— Records —
==============================

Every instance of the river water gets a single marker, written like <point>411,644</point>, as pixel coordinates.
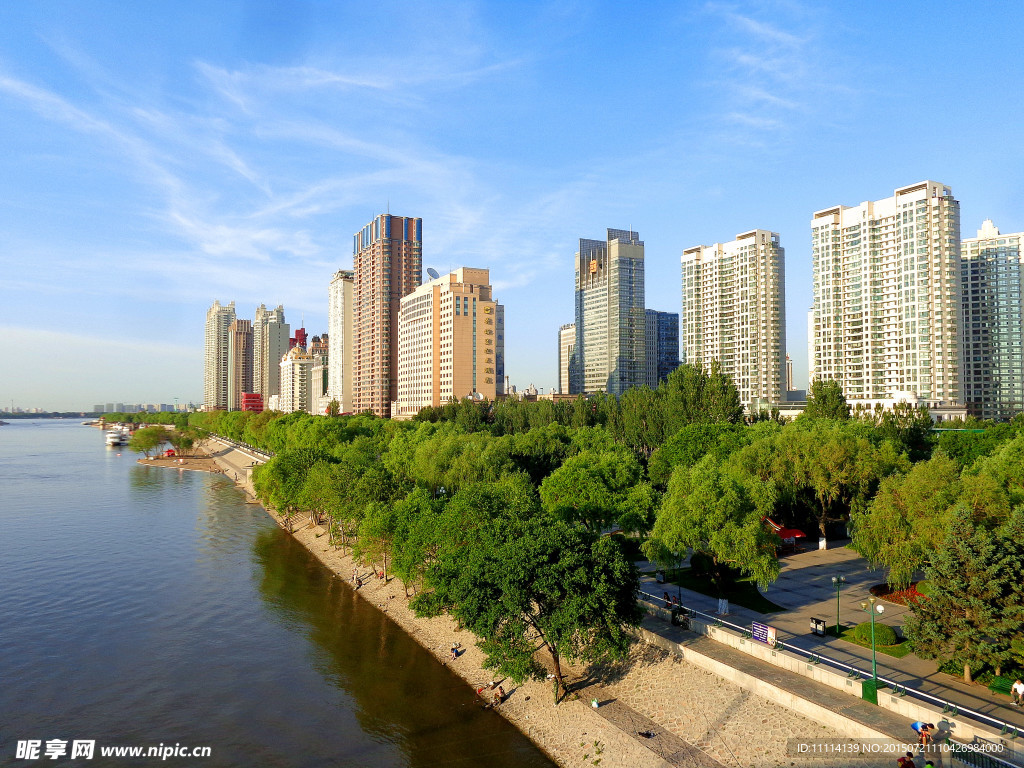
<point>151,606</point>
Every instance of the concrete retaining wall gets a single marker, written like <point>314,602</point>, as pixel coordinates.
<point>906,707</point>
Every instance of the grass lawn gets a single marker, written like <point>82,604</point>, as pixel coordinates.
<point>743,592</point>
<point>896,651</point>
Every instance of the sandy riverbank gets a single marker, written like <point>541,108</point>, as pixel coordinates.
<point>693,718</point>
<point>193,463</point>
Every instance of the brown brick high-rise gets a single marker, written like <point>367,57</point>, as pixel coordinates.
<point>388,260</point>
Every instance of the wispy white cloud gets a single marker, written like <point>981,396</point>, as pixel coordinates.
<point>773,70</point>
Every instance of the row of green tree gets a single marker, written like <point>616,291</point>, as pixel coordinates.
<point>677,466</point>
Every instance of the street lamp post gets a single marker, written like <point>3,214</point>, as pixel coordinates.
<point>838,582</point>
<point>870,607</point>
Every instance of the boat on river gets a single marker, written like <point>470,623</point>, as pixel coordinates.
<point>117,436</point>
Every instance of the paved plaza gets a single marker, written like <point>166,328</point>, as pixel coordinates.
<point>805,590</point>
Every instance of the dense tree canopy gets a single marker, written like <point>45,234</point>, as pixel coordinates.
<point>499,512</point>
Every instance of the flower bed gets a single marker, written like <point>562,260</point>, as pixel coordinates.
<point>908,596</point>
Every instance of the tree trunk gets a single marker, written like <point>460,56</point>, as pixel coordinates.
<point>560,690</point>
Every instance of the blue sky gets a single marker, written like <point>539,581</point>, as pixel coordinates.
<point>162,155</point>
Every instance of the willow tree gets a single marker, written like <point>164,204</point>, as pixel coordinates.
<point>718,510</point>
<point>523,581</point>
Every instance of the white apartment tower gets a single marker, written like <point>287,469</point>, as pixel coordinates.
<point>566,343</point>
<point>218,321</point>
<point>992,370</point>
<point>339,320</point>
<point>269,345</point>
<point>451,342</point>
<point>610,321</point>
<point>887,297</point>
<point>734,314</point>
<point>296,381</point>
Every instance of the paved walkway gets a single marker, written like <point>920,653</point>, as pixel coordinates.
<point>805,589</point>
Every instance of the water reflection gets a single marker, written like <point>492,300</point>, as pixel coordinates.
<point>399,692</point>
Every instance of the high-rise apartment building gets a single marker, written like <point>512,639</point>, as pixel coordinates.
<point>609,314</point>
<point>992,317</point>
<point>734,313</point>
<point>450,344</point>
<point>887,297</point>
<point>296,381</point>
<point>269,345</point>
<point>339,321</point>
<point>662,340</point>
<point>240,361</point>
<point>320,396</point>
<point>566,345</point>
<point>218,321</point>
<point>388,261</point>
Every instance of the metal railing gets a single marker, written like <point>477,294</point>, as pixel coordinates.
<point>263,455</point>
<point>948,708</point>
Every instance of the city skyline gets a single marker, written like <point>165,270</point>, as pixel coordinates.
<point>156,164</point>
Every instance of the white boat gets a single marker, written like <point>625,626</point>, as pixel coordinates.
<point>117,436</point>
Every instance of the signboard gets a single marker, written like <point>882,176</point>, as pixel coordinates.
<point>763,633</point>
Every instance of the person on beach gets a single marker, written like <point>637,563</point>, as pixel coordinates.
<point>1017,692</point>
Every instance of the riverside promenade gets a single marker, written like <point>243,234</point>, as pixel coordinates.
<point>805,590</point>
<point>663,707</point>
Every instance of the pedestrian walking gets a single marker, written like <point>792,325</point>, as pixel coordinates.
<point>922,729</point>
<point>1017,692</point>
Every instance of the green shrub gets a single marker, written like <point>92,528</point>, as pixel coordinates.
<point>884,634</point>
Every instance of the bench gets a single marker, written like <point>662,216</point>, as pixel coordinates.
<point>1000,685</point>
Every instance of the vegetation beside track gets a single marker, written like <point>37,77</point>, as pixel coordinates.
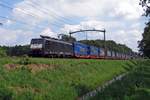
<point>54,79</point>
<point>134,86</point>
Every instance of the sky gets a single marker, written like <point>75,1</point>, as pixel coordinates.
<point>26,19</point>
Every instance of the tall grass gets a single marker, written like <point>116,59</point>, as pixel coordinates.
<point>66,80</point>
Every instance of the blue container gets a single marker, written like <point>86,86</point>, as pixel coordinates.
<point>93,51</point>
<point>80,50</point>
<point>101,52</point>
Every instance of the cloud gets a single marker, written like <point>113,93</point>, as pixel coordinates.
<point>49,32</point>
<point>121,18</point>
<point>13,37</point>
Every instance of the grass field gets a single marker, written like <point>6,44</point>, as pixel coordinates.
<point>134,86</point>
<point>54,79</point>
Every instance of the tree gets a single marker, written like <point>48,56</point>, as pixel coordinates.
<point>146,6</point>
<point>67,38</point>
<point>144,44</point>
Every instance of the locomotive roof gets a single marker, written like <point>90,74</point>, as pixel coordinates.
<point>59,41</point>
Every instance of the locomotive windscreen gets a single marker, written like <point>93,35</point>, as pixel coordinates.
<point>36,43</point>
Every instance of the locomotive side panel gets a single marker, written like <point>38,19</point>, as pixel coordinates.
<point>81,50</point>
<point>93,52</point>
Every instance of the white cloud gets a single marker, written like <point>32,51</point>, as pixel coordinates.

==============================

— Activity —
Could you return the listing above exactly, minus its pictures?

— Final answer —
Every instance of the river water gets a single marker, written like <point>411,644</point>, as pixel coordinates.
<point>151,606</point>
Every instance of the concrete retaining wall gets a single marker, written like <point>314,602</point>, as pixel coordinates.
<point>906,707</point>
Every instance of the grass lawn gets a single marker, written like <point>82,604</point>, as pixel coordinates.
<point>743,592</point>
<point>896,651</point>
Every instance of the sandy riverbank gets a single marker, written like <point>541,108</point>, as pixel coordinates.
<point>693,718</point>
<point>193,463</point>
Every instance of the brown brick high-rise gets a single marker, written like <point>367,57</point>, as pixel coordinates.
<point>388,260</point>
Every instance of the wispy white cloud gets a single marker, written like <point>981,396</point>, as pixel coordinates.
<point>773,70</point>
Every instance of the row of green tree gets a single marker, written like <point>616,291</point>, as pixel coordinates.
<point>677,466</point>
Every instance of the street lamp post gets a single marker, written like <point>3,214</point>, as pixel coordinates.
<point>838,582</point>
<point>870,607</point>
Every instance of the boat on river gets a single marker, written like <point>470,623</point>, as pixel coordinates.
<point>117,436</point>
Every instance of the paved plaza gets a single marker, written like <point>166,328</point>, as pixel coordinates.
<point>805,590</point>
Every instance of the dense tree canopy gets a single marker, written like <point>45,234</point>, as pixel coordinates.
<point>499,512</point>
Every instance of the flower bed gets a single marker, written like <point>562,260</point>, as pixel coordinates.
<point>908,596</point>
Every instance of the tree trunk gets a single marker, written like <point>460,56</point>, as pixel coordinates.
<point>560,690</point>
Every instance of the blue sky gets a single marker, written like <point>539,581</point>, as pixel coordinates.
<point>162,155</point>
Every instance of the willow tree gets a single marker, written like <point>164,204</point>, as pixel coordinates.
<point>718,510</point>
<point>523,581</point>
Every instance of the white apartment tower gets a single marker, written like <point>287,469</point>, as pixel coordinates.
<point>566,343</point>
<point>218,321</point>
<point>992,370</point>
<point>339,320</point>
<point>269,345</point>
<point>451,342</point>
<point>610,321</point>
<point>887,297</point>
<point>734,314</point>
<point>296,381</point>
Every instance of the paved walkway gets a single marker, written like <point>920,653</point>, as pixel coordinates.
<point>805,589</point>
Every instance of the water reflection gets a single marker, written like <point>492,300</point>, as pixel coordinates.
<point>399,692</point>
Every instance of the high-rise apartment building gets a single marker, written like <point>512,639</point>, as pixel coordinates.
<point>609,314</point>
<point>992,317</point>
<point>734,313</point>
<point>450,344</point>
<point>887,297</point>
<point>296,381</point>
<point>269,345</point>
<point>339,321</point>
<point>662,340</point>
<point>240,361</point>
<point>320,396</point>
<point>566,345</point>
<point>218,321</point>
<point>388,261</point>
Every instance of the metal railing gets a single marker, written like <point>477,294</point>, as pixel coordinates.
<point>263,455</point>
<point>948,708</point>
Every instance of the city skyline gets a single marker, written like <point>165,270</point>, as pixel coordinates.
<point>156,164</point>
Every instance of the white boat gets a single marker, written like <point>625,626</point>, as pixel coordinates.
<point>117,436</point>
Every instance of the signboard gets a single marker, written like <point>882,176</point>, as pixel coordinates.
<point>763,633</point>
Every instance of the person on beach gets a single marker, written like <point>637,563</point>, as pixel coordinates.
<point>1017,692</point>
Every instance of the riverside promenade gets a single marker, written like <point>243,234</point>, as pixel coordinates.
<point>805,590</point>
<point>663,707</point>
Every instance of the pedestrian walking gets a single marker, written like <point>792,325</point>, as pixel coordinates.
<point>922,729</point>
<point>1017,692</point>
Every instance of the green shrub gets a single marker, written like <point>92,528</point>, as pixel coordinates.
<point>884,634</point>
Every instance of the bench gets a single marker, written like <point>662,216</point>, as pixel coordinates.
<point>1000,685</point>
Every instance of the vegetation beside track gets a single marker, written like <point>37,77</point>, as pixel coordinates.
<point>54,79</point>
<point>134,86</point>
Every instance of the sky gets a single marker, written like <point>75,1</point>, as pixel coordinates.
<point>26,19</point>
Every instance of the tall grass gets a single marker, written like <point>116,59</point>, as pixel coordinates.
<point>66,80</point>
Every instance of the blue container gets a single marker, written like <point>86,86</point>, as pixel coordinates.
<point>93,51</point>
<point>80,50</point>
<point>101,52</point>
Every instance of the cloud gets a single marker, written like <point>113,93</point>, as pixel coordinates.
<point>49,32</point>
<point>121,18</point>
<point>13,37</point>
Every instance of the grass field gets a single marker, written like <point>6,44</point>, as pixel coordinates.
<point>134,86</point>
<point>54,79</point>
Every instance of the tree gets a single marker, written like <point>48,56</point>, as pixel coordinates.
<point>146,6</point>
<point>67,38</point>
<point>144,44</point>
Every instance of the locomotive roof gets a single marker, written like <point>90,74</point>, as pixel coordinates.
<point>59,41</point>
Every instance of the locomotive windscreen gets a single marker, written like <point>93,35</point>, as pixel coordinates.
<point>36,43</point>
Every instance of the locomotive side panel gets a single marker, written like <point>38,19</point>, as pixel coordinates.
<point>81,50</point>
<point>93,52</point>
Every instance of the white cloud gets a single marker, written like <point>32,51</point>, as pixel coordinates.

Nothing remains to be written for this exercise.